■ **Exercise inputs**
********************

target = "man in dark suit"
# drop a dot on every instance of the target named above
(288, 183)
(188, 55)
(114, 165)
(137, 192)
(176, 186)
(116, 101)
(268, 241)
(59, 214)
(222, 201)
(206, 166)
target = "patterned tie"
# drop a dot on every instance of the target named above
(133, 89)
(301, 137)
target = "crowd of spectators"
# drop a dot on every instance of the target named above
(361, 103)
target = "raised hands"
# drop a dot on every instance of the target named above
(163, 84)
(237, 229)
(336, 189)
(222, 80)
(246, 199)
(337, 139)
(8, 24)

********************

■ **What to do**
Copy all of the lines above, from the first to the last, without changing a single character.

■ **Solved problem**
target = "man in dark suit"
# drop a dot on every instance of the target named above
(288, 183)
(188, 55)
(114, 165)
(137, 192)
(176, 186)
(116, 101)
(268, 241)
(59, 214)
(222, 201)
(206, 166)
target = "patterned tie"
# drop a dot on every instance of the target named above
(133, 89)
(301, 137)
target = "crowd of spectators"
# drop a dot on every instance of the target named above
(361, 103)
target = "raised hands"
# drop a dot on every instance of the target named above
(163, 84)
(237, 229)
(336, 189)
(222, 80)
(246, 199)
(337, 139)
(8, 24)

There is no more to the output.